Segment Open

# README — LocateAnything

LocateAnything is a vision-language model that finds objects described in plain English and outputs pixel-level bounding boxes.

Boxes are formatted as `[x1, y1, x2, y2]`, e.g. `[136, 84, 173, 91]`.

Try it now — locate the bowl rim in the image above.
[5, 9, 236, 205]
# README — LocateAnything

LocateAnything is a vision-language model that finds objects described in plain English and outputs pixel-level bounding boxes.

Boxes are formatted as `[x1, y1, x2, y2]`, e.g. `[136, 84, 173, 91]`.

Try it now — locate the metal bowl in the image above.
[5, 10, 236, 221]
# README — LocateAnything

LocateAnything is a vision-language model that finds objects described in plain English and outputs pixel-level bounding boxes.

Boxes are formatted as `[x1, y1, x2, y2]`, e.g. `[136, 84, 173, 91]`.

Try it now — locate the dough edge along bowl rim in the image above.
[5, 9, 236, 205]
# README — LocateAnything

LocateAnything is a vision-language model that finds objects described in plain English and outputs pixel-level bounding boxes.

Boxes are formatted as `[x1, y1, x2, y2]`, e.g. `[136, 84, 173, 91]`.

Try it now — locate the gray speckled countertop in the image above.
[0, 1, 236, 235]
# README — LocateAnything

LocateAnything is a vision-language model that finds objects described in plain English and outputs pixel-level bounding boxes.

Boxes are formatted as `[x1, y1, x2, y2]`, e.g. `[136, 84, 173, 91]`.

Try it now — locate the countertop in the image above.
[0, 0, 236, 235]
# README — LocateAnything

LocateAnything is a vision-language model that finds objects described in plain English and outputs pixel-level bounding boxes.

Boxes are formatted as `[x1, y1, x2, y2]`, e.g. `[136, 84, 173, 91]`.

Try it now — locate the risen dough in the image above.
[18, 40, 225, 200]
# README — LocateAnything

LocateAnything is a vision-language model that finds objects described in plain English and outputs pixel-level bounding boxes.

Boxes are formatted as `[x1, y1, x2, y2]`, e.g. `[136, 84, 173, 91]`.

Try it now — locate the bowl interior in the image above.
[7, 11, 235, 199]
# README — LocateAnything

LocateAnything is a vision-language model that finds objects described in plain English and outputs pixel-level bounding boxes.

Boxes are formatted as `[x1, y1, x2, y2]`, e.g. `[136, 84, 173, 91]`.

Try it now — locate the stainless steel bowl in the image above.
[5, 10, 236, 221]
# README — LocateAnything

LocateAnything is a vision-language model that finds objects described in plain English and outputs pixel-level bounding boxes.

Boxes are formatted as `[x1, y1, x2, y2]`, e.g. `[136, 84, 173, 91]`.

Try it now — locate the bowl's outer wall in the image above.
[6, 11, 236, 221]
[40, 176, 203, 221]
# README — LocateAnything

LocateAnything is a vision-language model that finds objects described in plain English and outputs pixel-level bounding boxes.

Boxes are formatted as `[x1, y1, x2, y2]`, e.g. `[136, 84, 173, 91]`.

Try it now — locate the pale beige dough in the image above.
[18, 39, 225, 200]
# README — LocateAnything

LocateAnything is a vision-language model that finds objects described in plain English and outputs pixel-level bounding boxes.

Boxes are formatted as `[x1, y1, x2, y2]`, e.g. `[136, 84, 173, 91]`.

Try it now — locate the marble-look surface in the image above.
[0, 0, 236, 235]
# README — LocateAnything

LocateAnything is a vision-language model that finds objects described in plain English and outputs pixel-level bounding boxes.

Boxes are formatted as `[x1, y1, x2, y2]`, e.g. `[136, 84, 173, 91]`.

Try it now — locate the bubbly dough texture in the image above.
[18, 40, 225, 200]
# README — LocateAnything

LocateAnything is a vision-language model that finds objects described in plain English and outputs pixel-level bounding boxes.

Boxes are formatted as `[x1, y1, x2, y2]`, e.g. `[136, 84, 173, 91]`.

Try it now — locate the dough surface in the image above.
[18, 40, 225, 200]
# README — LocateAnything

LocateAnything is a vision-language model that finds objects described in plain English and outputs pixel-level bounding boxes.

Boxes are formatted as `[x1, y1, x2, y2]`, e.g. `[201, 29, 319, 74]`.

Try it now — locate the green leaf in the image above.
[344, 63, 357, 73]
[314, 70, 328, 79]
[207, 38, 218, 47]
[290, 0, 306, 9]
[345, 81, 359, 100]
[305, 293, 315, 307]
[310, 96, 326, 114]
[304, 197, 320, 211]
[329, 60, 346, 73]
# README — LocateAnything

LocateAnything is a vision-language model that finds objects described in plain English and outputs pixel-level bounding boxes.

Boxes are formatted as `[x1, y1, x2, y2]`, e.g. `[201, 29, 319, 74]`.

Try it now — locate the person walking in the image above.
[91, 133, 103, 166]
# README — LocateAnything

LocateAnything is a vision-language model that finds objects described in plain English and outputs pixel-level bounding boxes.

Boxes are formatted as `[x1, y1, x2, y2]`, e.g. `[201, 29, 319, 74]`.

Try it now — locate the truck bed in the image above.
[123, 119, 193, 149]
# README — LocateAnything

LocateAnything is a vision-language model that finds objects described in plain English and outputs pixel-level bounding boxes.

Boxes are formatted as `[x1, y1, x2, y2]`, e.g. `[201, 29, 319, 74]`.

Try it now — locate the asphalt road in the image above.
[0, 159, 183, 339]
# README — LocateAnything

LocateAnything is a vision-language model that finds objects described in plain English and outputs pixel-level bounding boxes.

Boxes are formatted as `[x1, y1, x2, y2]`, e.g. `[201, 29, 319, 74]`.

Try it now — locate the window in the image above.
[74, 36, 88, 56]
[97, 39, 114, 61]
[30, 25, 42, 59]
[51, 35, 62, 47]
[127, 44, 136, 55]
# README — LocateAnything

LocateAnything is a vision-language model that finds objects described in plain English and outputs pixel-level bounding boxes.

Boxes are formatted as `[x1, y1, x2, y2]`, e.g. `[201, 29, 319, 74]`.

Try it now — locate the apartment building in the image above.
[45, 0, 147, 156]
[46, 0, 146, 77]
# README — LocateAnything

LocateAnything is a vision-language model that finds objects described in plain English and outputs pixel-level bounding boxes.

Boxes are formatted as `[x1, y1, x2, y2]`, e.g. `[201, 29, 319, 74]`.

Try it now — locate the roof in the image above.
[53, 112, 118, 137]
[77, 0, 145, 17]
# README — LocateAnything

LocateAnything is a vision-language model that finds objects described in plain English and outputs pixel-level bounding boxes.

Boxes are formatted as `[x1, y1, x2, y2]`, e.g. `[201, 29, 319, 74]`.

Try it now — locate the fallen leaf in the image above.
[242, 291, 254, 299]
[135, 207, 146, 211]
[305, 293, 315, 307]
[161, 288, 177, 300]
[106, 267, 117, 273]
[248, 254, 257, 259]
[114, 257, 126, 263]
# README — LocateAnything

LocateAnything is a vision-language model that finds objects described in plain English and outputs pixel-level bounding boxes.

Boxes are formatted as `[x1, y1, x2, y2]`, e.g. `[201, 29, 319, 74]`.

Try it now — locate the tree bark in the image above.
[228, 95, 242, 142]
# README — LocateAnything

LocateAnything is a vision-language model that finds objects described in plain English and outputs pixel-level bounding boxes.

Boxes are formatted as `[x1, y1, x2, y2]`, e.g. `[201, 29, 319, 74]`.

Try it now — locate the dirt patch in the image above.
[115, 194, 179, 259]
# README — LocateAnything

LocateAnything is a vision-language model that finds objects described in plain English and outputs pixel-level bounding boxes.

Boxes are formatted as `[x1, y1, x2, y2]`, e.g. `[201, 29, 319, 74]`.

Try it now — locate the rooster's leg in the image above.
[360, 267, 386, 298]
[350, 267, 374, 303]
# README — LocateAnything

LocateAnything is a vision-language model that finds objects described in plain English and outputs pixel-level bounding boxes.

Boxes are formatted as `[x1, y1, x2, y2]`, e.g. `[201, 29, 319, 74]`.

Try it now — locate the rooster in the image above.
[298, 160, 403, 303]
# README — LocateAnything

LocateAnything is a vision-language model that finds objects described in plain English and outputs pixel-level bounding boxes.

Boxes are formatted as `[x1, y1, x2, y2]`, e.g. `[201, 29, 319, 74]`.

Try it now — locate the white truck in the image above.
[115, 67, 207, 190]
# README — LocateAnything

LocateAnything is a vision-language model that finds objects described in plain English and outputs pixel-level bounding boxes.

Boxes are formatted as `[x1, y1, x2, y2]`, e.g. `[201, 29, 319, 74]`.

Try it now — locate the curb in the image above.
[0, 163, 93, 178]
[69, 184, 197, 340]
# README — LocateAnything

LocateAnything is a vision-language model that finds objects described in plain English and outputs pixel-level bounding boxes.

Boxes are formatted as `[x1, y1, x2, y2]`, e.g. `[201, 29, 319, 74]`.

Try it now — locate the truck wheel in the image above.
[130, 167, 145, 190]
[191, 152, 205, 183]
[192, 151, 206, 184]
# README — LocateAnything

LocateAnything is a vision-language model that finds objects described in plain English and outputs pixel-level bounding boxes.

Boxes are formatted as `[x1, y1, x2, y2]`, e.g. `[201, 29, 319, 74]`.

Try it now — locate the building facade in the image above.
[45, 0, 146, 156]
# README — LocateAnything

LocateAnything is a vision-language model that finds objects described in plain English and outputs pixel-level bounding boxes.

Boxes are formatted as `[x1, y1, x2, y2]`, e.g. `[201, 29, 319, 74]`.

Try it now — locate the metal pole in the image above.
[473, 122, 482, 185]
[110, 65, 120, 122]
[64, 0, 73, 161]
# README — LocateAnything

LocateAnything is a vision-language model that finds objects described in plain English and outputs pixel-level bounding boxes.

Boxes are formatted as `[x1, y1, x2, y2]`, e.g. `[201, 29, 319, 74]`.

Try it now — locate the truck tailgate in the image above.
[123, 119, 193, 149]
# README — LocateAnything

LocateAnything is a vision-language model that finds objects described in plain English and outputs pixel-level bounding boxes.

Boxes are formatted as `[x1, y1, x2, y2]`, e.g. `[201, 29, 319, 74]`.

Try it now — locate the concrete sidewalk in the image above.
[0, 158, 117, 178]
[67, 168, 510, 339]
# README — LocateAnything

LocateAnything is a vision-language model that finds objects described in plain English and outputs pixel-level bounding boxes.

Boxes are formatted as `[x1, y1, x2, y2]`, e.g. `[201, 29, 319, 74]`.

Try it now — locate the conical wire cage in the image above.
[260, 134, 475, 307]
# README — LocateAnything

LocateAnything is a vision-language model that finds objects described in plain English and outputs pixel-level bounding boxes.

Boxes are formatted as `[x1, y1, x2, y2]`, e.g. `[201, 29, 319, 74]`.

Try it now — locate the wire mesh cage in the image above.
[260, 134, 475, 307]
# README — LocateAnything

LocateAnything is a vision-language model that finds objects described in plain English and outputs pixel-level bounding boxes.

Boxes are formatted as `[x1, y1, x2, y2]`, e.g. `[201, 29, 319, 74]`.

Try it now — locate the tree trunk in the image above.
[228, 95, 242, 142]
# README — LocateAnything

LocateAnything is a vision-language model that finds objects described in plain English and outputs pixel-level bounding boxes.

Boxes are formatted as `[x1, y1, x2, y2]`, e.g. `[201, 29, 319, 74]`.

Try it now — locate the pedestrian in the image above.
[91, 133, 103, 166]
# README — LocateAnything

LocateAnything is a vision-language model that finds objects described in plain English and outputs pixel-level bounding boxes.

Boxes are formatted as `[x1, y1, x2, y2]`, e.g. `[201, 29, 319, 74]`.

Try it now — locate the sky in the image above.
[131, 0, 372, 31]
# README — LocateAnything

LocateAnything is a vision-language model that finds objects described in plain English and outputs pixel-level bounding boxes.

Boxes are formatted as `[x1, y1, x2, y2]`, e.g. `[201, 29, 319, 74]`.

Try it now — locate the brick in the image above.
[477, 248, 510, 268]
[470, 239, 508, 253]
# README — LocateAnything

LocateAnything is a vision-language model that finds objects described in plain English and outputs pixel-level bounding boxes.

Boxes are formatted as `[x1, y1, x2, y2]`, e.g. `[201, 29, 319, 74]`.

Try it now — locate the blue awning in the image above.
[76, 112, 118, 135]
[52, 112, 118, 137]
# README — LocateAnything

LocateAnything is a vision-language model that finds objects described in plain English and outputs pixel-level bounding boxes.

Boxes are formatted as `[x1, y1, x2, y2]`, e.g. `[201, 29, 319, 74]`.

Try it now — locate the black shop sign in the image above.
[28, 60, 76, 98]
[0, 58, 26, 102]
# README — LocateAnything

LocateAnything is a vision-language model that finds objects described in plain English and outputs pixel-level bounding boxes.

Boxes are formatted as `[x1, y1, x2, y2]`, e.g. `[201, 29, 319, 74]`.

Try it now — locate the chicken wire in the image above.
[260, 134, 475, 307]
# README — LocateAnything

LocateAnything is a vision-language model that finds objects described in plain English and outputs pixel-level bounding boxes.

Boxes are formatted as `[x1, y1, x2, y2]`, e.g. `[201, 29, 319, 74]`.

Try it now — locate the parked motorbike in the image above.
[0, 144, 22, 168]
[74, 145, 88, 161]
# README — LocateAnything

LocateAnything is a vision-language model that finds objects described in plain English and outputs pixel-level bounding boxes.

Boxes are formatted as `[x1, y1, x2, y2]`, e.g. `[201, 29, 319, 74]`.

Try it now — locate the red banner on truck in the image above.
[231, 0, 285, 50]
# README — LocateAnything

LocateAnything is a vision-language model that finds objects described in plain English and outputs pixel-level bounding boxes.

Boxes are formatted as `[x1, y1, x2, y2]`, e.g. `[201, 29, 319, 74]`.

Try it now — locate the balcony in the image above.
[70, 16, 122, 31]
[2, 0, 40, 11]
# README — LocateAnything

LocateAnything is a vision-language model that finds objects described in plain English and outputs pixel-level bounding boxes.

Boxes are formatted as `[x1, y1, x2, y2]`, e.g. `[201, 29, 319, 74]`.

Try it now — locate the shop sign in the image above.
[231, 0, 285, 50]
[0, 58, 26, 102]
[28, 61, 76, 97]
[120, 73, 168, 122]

Segment Closed

PROBLEM REQUIREMENTS:
The required result is an exact repeat of the records above from the line containing "Try it now — locate the parked" to their final line.

TASK SOLUTION:
Try it now — locate the parked motorbike in the image above.
[0, 144, 22, 168]
[74, 145, 88, 161]
# README — LocateAnything

LocateAnything is a vision-language model that finds objects described in plain English and outputs pixel-level bounding boxes.

Boxes are formatted as `[x1, y1, x2, y2]`, e.g. `[201, 29, 319, 74]`.

Try it now — locate the red banner on truck in the image above.
[231, 0, 285, 50]
# README — LocateAnything

LocateAnything is a vision-language model that finds objects described in plain English and outputs pixel-level bounding boxes.

Boxes are formatted as `[x1, y1, x2, y2]`, e.g. `[201, 29, 319, 74]`.

Try it now — locate the balcony in the image above.
[70, 16, 122, 31]
[2, 0, 40, 11]
# README — LocateAnything

LocateAnything is a vision-language model that finds objects described in plain English and outputs pixel-level bounding boxes.

Boxes are formatted as `[x1, y1, x2, y2]`, e.g. `[201, 29, 319, 74]`.

Try it now — locate the shop sign in the image above.
[231, 0, 285, 50]
[0, 58, 26, 102]
[28, 61, 76, 97]
[120, 73, 168, 122]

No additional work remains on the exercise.